**WHAT YOU NEED TO DO**
Reproduce each of the records below word for word, leaving nothing out and changing nothing.

===

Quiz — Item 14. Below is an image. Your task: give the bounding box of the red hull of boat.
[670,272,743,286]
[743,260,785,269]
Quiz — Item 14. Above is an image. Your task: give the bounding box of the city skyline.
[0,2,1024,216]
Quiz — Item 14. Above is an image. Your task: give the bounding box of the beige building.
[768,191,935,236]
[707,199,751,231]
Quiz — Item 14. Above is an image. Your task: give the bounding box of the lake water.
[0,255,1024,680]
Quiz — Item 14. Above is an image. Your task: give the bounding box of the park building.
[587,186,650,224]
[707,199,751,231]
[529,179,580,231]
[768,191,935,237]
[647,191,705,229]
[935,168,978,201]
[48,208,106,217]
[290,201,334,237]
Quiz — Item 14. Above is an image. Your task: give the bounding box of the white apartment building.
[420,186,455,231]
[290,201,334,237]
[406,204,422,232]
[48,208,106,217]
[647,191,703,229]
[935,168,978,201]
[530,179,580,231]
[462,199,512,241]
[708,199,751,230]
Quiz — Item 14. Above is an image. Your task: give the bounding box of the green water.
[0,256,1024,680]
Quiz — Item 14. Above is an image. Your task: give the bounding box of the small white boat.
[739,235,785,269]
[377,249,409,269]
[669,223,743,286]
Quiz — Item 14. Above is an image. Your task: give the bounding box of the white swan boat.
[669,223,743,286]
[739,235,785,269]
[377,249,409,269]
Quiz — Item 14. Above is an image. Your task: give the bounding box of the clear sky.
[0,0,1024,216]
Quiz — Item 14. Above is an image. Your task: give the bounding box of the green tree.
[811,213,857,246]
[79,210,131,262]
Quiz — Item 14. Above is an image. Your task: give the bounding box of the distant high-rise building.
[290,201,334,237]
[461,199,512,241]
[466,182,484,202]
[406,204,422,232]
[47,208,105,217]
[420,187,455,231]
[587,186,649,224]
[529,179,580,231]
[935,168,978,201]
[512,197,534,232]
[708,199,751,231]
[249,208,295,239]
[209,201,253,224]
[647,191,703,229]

===

**FINAL ANSWER**
Quiz — Item 14. Below is an image. Your task: give the bounding box of the red hull of boat.
[670,272,743,286]
[743,260,785,269]
Quiz — Item 14. Above is an image. Your task: give the bounding box of the city skyline.
[0,2,1024,216]
Quiz — Item 14. Above is an image. Your task: give the bounding box of the beige building.
[768,191,935,236]
[707,199,751,231]
Quiz — Item 14. Above is an image. Your task: give the bounding box of the lake water.
[0,255,1024,680]
Quiz — Item 14. Above is an image. Your task: give the bounding box of the park building.
[587,186,650,224]
[707,199,751,231]
[529,179,580,231]
[768,191,935,237]
[647,191,705,229]
[935,168,978,201]
[48,208,106,217]
[290,201,334,237]
Quiz — Item 14. Above is an image. Your task: give the bounding box of the white apartment building.
[420,186,455,231]
[290,201,334,237]
[406,204,422,232]
[48,208,106,217]
[647,191,703,229]
[935,168,978,201]
[530,179,580,231]
[462,199,512,241]
[708,199,751,230]
Quiz — Item 14. Above is an image. Your task: give the bounding box of the green water.
[0,256,1024,680]
Quiz — Item 14. Above is an image. Your task: give the bounding box of the small white boat.
[739,235,785,269]
[377,249,409,269]
[669,223,743,286]
Quiz — Item 14. Above is an image. Your task: give the bounding box of the white swan boat.
[669,223,743,286]
[739,235,785,269]
[377,249,409,269]
Quiz — Item 14. Above is an image. Your task: give the bounding box of the clear sky.
[0,0,1024,216]
Quiz — Item 14. Above is an image. Your task: give the bounding box of the green tree.
[811,213,857,246]
[79,210,131,262]
Quiz — Item 14. Above is an image. Your task: give the bounding box of the distant high-rise building.
[290,201,334,237]
[461,199,512,241]
[466,182,484,202]
[406,204,422,232]
[47,208,105,217]
[420,187,455,231]
[587,186,649,224]
[529,179,580,231]
[935,168,978,201]
[512,197,534,232]
[708,199,751,231]
[249,208,295,239]
[209,201,253,224]
[647,191,703,229]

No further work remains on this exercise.